> [WHAT YOU SHOULD DO]
Nothing but the lines from the one containing "the green pharmacy" through the end of the data should be output, each reproduced exactly.

> [DATA FOR THE TASK]
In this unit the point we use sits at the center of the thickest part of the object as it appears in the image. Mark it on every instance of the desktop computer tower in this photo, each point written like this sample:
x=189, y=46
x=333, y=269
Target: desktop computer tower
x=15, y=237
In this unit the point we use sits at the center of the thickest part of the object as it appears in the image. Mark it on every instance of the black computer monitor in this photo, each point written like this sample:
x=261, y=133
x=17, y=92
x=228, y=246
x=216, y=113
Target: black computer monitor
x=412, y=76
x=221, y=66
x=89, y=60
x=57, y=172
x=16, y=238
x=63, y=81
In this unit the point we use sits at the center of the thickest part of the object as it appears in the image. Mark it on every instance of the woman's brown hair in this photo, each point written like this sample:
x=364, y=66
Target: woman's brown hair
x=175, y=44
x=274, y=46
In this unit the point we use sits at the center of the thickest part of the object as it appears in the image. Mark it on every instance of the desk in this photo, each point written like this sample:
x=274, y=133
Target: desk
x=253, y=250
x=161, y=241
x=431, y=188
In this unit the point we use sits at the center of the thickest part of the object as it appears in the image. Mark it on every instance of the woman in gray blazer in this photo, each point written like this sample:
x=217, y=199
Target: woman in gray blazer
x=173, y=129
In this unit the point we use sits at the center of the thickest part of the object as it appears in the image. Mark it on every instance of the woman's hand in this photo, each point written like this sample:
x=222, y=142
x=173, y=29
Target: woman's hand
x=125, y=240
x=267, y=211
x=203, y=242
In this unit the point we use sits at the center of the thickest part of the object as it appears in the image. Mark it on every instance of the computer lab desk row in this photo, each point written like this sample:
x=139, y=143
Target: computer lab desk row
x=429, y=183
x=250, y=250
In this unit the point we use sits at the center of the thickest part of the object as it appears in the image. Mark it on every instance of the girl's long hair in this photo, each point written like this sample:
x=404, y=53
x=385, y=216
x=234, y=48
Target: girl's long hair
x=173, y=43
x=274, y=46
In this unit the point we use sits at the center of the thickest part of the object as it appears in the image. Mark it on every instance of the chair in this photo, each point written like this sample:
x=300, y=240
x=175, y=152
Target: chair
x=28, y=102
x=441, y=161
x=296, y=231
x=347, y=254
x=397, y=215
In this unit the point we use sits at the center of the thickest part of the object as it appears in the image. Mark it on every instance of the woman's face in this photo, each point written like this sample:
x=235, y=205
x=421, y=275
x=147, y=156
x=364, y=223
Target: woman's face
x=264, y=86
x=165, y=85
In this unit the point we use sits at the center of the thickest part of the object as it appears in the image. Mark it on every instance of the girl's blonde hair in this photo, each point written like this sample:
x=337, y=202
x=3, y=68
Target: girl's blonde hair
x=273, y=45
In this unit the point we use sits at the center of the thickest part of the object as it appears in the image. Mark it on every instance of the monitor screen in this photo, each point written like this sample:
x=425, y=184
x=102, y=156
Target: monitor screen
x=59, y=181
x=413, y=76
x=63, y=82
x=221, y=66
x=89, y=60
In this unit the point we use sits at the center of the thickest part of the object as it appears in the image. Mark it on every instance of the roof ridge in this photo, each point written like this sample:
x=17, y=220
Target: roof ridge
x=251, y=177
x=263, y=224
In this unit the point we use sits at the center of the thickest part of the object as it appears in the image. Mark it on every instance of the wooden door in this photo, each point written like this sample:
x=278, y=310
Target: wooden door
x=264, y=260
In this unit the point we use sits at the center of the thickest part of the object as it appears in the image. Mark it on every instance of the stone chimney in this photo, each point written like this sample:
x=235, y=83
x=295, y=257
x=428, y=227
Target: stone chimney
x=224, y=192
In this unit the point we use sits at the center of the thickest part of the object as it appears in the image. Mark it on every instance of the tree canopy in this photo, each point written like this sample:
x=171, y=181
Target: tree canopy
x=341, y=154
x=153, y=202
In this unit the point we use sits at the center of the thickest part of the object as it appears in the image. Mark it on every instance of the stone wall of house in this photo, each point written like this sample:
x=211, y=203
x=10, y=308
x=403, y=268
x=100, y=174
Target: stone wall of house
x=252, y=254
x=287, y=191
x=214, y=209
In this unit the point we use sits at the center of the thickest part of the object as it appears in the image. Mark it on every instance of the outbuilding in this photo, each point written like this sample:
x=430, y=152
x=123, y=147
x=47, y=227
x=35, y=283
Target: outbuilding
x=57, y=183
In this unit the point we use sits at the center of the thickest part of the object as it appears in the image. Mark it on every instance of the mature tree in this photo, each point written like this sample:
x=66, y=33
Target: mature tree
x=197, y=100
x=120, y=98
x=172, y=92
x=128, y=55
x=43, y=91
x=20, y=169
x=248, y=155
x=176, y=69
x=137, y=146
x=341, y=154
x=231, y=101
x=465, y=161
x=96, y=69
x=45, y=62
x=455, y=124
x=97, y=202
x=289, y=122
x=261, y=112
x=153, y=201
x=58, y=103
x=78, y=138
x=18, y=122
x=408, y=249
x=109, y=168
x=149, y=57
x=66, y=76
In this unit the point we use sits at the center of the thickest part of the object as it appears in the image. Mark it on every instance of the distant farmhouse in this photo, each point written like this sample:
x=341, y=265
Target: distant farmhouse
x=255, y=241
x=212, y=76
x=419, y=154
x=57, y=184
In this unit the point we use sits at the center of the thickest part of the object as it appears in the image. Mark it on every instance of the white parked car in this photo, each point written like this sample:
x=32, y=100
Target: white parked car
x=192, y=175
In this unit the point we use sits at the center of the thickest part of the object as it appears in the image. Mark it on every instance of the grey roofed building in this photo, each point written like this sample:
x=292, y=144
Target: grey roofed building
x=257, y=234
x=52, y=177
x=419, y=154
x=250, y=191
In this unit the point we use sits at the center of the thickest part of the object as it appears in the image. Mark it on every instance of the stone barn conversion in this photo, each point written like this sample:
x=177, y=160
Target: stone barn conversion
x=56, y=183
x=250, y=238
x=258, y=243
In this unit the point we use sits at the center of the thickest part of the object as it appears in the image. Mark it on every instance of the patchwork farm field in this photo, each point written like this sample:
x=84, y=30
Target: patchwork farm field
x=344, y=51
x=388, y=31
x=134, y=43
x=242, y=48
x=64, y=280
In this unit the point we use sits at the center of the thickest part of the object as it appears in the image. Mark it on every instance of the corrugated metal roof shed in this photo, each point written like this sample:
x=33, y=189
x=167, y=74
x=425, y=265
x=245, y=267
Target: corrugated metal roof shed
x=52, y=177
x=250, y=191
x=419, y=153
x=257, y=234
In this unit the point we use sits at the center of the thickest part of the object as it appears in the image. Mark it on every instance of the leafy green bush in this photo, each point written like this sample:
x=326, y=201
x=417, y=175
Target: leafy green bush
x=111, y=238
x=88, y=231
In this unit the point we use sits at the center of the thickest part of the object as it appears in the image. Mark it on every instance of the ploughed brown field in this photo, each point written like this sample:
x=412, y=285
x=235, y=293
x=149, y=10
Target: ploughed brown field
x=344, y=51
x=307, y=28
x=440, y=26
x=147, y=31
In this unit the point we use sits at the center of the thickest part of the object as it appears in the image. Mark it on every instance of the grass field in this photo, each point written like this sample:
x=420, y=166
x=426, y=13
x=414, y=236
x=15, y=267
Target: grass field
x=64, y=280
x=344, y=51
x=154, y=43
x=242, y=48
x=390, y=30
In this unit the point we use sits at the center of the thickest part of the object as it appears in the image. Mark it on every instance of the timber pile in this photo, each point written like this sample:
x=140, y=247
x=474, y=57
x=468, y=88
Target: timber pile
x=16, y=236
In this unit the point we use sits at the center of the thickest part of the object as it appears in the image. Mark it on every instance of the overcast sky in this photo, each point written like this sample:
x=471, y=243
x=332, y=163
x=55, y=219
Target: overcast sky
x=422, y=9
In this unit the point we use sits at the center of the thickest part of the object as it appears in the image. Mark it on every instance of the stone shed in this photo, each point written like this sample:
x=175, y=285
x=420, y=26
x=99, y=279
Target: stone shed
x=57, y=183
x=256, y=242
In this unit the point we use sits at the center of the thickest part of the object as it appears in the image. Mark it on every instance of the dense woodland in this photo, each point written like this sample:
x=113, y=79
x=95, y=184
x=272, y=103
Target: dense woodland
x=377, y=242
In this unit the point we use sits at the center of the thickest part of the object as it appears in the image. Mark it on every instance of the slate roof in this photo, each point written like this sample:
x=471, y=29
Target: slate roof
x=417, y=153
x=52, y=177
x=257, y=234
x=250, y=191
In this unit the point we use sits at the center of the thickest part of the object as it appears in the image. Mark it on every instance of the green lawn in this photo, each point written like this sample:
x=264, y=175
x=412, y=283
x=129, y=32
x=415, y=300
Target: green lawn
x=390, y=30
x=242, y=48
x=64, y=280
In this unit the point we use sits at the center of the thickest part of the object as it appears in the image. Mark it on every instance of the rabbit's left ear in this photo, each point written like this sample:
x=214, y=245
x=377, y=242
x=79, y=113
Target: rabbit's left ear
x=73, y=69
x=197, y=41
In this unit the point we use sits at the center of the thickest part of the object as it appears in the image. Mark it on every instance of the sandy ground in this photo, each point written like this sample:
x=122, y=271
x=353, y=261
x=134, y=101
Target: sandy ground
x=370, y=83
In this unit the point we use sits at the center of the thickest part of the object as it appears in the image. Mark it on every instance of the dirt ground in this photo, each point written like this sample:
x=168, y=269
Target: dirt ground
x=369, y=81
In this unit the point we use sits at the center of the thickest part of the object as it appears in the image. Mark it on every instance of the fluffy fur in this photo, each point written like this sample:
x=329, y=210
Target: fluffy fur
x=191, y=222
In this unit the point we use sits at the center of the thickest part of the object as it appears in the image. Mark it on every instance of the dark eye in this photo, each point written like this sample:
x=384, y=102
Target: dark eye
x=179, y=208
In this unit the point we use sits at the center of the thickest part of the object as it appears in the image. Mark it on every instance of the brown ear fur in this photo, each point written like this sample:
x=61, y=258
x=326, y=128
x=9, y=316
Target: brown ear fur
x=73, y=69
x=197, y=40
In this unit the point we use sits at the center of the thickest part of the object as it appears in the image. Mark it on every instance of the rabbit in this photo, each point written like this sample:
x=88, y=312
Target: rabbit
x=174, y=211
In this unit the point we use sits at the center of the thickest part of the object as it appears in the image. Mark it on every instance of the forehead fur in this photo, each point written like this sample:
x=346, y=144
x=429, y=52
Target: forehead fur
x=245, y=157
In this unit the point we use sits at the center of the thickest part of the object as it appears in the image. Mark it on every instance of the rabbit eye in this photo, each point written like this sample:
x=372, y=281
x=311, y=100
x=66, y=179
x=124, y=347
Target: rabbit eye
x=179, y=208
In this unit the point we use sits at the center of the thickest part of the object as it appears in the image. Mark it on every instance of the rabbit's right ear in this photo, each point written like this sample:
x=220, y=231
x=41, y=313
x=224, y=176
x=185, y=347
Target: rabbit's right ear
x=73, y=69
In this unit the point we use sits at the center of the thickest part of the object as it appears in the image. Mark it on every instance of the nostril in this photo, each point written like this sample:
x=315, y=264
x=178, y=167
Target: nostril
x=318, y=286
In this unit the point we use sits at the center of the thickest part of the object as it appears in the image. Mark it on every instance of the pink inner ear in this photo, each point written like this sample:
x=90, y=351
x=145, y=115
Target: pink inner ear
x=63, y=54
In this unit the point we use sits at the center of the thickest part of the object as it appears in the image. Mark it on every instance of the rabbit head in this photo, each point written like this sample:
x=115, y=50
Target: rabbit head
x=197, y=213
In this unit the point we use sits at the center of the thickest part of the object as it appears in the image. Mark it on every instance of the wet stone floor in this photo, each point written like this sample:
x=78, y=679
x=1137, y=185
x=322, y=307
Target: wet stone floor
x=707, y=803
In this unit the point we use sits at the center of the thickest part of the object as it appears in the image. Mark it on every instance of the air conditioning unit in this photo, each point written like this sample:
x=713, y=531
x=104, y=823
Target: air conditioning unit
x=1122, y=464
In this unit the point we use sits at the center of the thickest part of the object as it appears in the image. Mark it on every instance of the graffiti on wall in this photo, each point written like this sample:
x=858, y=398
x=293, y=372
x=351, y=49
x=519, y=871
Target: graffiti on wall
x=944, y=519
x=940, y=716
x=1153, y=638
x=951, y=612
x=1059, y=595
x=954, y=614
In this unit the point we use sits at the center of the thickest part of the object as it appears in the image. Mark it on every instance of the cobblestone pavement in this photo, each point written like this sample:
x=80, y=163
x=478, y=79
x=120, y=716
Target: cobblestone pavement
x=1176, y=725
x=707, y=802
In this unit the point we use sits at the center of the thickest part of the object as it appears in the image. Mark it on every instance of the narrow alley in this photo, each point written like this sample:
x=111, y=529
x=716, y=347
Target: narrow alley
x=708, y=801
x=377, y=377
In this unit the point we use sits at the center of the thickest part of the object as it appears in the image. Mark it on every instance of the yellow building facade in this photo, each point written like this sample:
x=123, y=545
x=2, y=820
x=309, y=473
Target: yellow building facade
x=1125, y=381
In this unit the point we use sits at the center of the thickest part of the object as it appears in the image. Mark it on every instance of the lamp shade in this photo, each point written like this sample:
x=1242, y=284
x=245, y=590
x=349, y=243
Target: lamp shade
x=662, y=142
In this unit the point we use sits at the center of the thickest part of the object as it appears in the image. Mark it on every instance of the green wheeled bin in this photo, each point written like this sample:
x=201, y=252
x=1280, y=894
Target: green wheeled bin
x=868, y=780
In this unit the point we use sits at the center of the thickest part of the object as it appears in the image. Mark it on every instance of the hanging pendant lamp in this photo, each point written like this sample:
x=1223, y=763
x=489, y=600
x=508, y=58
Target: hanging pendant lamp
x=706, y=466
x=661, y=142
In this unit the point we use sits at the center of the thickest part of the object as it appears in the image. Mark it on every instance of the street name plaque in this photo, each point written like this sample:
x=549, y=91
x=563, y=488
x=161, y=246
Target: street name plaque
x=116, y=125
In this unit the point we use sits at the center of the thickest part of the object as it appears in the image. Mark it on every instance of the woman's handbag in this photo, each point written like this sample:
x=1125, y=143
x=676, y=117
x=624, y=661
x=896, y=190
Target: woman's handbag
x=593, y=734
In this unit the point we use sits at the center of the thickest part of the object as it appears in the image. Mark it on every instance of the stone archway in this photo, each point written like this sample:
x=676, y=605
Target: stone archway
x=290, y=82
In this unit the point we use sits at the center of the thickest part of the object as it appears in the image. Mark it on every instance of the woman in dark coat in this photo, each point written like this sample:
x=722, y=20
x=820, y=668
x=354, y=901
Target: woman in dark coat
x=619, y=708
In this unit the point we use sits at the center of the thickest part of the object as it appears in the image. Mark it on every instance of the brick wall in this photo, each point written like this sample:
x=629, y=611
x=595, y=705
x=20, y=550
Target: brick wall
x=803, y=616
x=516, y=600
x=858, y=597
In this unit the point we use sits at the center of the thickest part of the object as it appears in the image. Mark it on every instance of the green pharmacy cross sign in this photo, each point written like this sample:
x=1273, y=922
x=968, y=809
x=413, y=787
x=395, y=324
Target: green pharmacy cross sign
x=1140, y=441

> [SOLUTION TO THIS TASK]
In this unit the point we use sits at the center of the thickest part of the object as it appears in the image. Mark it on every instance of the green pharmacy cross sign in this photo, each point written like this sample:
x=1273, y=922
x=968, y=809
x=413, y=787
x=395, y=324
Target: green pharmacy cross sign
x=1140, y=441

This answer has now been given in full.